What the task requires: Could you transcribe the material below exactly, without leaving out a single line?

========================

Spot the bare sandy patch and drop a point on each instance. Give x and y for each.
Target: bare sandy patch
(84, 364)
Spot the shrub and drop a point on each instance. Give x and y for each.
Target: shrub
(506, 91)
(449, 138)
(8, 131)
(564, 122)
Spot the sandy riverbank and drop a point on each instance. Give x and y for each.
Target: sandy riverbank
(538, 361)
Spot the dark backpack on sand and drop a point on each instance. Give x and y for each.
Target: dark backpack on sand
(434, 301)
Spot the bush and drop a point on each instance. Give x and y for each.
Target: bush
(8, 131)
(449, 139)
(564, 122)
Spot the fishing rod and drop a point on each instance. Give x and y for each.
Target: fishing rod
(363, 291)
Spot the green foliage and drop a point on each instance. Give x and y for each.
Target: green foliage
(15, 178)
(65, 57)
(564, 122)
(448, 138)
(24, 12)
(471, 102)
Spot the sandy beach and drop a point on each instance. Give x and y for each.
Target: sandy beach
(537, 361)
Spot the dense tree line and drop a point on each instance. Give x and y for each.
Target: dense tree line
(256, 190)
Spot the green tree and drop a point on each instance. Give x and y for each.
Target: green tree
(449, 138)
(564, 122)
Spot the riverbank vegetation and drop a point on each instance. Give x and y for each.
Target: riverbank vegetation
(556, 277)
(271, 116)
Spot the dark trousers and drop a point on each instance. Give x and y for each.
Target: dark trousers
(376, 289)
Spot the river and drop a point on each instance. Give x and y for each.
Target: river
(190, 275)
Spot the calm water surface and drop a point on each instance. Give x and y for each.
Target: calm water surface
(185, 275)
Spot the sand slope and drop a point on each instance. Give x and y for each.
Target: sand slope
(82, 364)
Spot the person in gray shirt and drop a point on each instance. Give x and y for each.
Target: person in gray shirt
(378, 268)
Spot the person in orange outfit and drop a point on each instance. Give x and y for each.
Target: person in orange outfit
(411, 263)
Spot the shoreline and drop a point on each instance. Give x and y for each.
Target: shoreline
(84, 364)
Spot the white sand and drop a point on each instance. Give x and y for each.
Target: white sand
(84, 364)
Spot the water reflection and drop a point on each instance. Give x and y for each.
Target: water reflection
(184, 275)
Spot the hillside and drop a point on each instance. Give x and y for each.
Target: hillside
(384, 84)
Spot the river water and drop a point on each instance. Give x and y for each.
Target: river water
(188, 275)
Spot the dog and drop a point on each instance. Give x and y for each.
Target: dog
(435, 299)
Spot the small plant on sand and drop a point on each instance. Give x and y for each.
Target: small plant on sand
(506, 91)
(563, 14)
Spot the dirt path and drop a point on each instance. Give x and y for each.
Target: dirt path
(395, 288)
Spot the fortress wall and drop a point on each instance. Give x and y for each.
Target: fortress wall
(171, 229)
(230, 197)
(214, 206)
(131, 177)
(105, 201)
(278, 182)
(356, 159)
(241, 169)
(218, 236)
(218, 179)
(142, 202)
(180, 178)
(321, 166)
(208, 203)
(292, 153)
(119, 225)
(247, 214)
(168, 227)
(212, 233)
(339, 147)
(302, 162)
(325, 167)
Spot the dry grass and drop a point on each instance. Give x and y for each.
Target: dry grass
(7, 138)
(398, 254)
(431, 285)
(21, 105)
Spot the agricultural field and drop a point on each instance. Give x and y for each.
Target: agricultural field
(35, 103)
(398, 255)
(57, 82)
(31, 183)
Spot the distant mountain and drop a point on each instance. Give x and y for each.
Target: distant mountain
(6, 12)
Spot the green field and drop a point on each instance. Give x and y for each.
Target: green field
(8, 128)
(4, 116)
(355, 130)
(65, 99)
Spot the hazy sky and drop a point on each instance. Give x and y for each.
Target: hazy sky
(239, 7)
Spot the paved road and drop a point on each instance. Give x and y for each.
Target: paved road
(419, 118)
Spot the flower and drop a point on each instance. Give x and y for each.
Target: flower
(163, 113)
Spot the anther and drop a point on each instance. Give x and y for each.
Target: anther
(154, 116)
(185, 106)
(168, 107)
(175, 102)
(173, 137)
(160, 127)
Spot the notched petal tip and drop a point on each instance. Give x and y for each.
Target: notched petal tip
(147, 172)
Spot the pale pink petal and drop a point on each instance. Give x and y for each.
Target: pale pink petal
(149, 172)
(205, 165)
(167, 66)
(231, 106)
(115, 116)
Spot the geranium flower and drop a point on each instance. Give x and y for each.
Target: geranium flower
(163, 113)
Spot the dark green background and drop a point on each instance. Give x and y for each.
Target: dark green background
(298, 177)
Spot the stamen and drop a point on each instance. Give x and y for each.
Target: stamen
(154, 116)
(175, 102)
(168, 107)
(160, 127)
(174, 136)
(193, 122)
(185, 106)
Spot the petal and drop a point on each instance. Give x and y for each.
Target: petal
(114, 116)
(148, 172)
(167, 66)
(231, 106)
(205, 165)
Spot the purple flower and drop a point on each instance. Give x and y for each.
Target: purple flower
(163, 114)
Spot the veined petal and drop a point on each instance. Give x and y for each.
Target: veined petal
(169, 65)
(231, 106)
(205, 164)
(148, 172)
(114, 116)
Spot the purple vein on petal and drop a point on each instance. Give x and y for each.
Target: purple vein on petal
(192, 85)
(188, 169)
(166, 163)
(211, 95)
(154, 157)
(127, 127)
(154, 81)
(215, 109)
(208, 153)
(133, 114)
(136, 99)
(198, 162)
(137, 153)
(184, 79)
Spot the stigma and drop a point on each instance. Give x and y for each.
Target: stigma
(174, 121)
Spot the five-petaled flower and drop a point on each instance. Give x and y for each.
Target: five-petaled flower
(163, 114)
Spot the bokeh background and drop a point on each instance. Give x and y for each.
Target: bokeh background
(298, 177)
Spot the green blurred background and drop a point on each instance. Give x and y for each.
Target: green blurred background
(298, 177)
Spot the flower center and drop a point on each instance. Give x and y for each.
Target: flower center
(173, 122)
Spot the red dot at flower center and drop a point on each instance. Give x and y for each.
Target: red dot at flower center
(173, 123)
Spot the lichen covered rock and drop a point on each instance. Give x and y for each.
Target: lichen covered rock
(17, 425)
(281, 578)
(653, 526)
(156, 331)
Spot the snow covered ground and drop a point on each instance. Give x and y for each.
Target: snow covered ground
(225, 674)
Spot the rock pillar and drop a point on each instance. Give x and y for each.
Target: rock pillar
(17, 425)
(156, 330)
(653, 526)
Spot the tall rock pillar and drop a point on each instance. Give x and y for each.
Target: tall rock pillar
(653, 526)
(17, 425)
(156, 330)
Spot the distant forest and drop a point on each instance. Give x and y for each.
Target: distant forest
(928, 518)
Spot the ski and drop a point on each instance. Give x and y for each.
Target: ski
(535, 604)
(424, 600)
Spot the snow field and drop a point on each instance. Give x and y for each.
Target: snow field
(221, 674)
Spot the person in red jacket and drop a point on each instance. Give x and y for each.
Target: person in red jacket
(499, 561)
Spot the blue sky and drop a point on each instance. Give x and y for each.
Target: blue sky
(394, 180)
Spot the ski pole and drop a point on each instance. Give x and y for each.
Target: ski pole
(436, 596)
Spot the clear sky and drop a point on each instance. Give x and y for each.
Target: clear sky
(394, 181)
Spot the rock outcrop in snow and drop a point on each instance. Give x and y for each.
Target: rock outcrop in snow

========================

Solution for this task:
Spot the bare sandy patch and drop a point on each instance. Give x and y for each.
Target: bare sandy patch
(84, 364)
Spot the shrub and drop a point on each instance. Give x and y for each.
Target: shrub
(506, 91)
(449, 138)
(8, 131)
(564, 122)
Spot the sandy riverbank and drop a point on each instance. Give x and y for each.
Target: sandy riverbank
(538, 361)
Spot the dark backpack on sand and drop a point on each instance. Give x and y for each.
Target: dark backpack on sand
(434, 301)
Spot the bush and drop a point on each instance. Give x and y for each.
Target: bush
(8, 131)
(449, 139)
(564, 122)
Spot the fishing rod and drop a point on each instance. Give x and y for each.
Target: fishing rod
(363, 291)
Spot the green foliage and drop a point on each instance. Give x and y for each.
Target: green foliage
(15, 178)
(65, 57)
(564, 122)
(448, 138)
(24, 12)
(471, 102)
Spot the sandy beach and drop a point on each instance. Give x and y for each.
Target: sandy beach
(537, 361)
Spot the dense tree line and drop a point on each instance. Give x and y for each.
Target: dense tree line
(256, 190)
Spot the green tree and drop a point on each instance. Give x and y for each.
Target: green tree
(449, 138)
(564, 122)
Spot the riverbank vegetation and drop a point on each instance. Give x and y for each.
Target: riverbank vegetation
(556, 277)
(271, 116)
Spot the dark trousers and drop a point on each instance. Give x and y for each.
Target: dark trousers
(376, 289)
Spot the river and drop a point on each instance. Give x and y for each.
Target: river
(190, 275)
Spot the calm water surface and drop a point on each instance. Give x and y for each.
Target: calm water surface
(185, 275)
Spot the sand slope and drop a point on each instance. Give x and y for each.
Target: sand slope
(82, 364)
Spot the person in gray shirt and drop a point on each instance. Give x and y for each.
Target: person in gray shirt
(378, 268)
Spot the person in orange outfit and drop a point on each instance. Give x and y for each.
Target: person in orange outfit
(411, 263)
Spot the shoreline and drop a point on each instance. Give x and y for each.
Target: shoreline
(84, 364)
Spot the white sand and drop a point on each instance. Give x and y for each.
Target: white sand
(84, 364)
Spot the water reflection and drop a point on each instance. Give x and y for each.
Target: water reflection
(184, 275)
Spot the hillside and drop a point on each instance. Give x and y for each.
Target: hillside
(384, 84)
Spot the river water and drop a point on each instance. Give x and y for each.
Target: river water
(188, 275)
Spot the dog and drop a point on each instance. Give x and y for each.
Target: dog
(435, 299)
Spot the small plant on sand and drop a point on each instance. Give x and y for each.
Target: small plant on sand
(506, 91)
(563, 14)
Spot the dirt path and drop a point on each instance. Give x and y for each.
Target: dirt path
(395, 288)
Spot the fortress wall and drop a point on each instance. Give x and y for each.
Target: fortress wall
(171, 229)
(230, 197)
(214, 206)
(131, 177)
(105, 201)
(278, 182)
(356, 159)
(241, 169)
(218, 236)
(218, 179)
(142, 202)
(180, 178)
(321, 166)
(208, 203)
(292, 153)
(119, 225)
(247, 214)
(168, 227)
(212, 233)
(339, 147)
(302, 162)
(325, 167)
Spot the dry grass and drop a point on each instance. Give x and y for each.
Target: dry grass
(7, 138)
(398, 254)
(431, 285)
(21, 105)
Spot the agricultural field and drop a point on each instance. Give x and y for each.
Target: agricultural field
(35, 103)
(398, 255)
(57, 82)
(31, 183)
Spot the distant mountain and drop a point on each instance. Give x and y for each.
Target: distant mountain
(6, 12)
Spot the green field and drop a point on each instance. Give x and y for each.
Target: green field
(8, 128)
(4, 116)
(355, 130)
(65, 99)
Spot the hazy sky and drop a point on each instance. Give x and y for each.
Target: hazy sky
(239, 7)
Spot the paved road and drop a point on each instance. Give x and y for each.
Target: paved road
(419, 118)
Spot the flower and drop a point on each instance. Give x and y for each.
Target: flower
(163, 113)
Spot the anther and drop a point on each instance. Give x and y for each.
Target: anther
(154, 116)
(185, 106)
(168, 107)
(175, 102)
(173, 137)
(160, 127)
Spot the notched petal tip and drop a point on each instance. Give x and y for each.
Target: notched petal tip
(147, 172)
Spot the pale pink petal and drop a point on each instance. Give x and y for each.
Target: pale pink petal
(149, 172)
(205, 165)
(167, 66)
(231, 106)
(115, 116)
Spot the geranium flower and drop a point on each instance. Give x and y for each.
Target: geranium flower
(163, 113)
Spot the dark green background and drop a point on each instance. Give x and y for each.
Target: dark green background
(298, 177)
Spot the stamen and drop a point on each instance. Give x and y for each.
Target: stamen
(154, 116)
(175, 102)
(168, 107)
(160, 127)
(174, 136)
(193, 122)
(185, 106)
Spot the petal and drop a point on each instance. Give x and y for each.
Target: petal
(114, 116)
(148, 172)
(167, 66)
(231, 106)
(205, 165)
Spot the purple flower and drop a point on each instance. Give x and y for each.
Target: purple flower
(163, 114)
Spot the veined petal and drop a point on each instance. Give x and y for each.
Target: veined petal
(169, 65)
(231, 106)
(205, 164)
(148, 172)
(114, 116)
Spot the purple vein on petal and drop a point on each instance. Give x and y for each.
Target: purple vein on petal
(192, 85)
(188, 169)
(166, 163)
(211, 95)
(154, 157)
(127, 127)
(154, 81)
(215, 109)
(208, 153)
(133, 114)
(136, 99)
(198, 162)
(137, 153)
(184, 79)
Spot the stigma and drop a point on each instance. Give x and y for each.
Target: stigma
(174, 121)
Spot the five-petaled flower and drop a point on each instance. Give x and y for each.
Target: five-petaled flower
(163, 114)
Spot the bokeh background and drop a point on each instance. Give x and y for each.
Target: bokeh background
(298, 177)
Spot the green blurred background and drop a point on each instance. Give x and y for each.
Target: green blurred background
(298, 177)
Spot the flower center and drop a point on each instance. Give x and y for each.
Target: flower center
(173, 122)
Spot the red dot at flower center and drop a point on each instance. Give x and y for each.
Target: red dot at flower center
(173, 123)
Spot the lichen covered rock and drop a point on each instance. Give x and y for each.
Target: lichen covered rock
(17, 425)
(281, 578)
(653, 526)
(156, 331)
Spot the snow covered ground and drop a point on each instance. Give x and y for each.
Target: snow covered ground
(225, 674)
Spot the rock pillar and drop a point on each instance. Give x and y for each.
Target: rock pillar
(17, 425)
(156, 330)
(653, 526)
Spot the tall rock pillar and drop a point on each instance. Give x and y for each.
Target: tall rock pillar
(653, 526)
(17, 425)
(156, 330)
Spot the distant forest and drop a point on each instance. Give x and y for each.
Target: distant forest
(928, 518)
Spot the ski and drop a point on each instance. Give x and y for each.
Target: ski
(535, 604)
(424, 600)
Spot the snow field and drop a point on each instance. Give x and y for each.
Target: snow field
(221, 674)
Spot the person in red jacket and drop a point on each instance. Give x and y for each.
Target: person in red jacket
(499, 561)
Spot the blue sky and drop a point on each instance. Give x and y for each.
Target: blue sky
(394, 180)
Spot the ski pole and drop a point on each instance. Give x and y for each.
Target: ski pole
(436, 596)
Spot the clear sky and drop a point on each instance. Give x and y for each.
Target: clear sky
(394, 181)
Spot the rock outcrop in snow and drop a point on each instance. Give x and y for each.
Target: rock outcrop in snow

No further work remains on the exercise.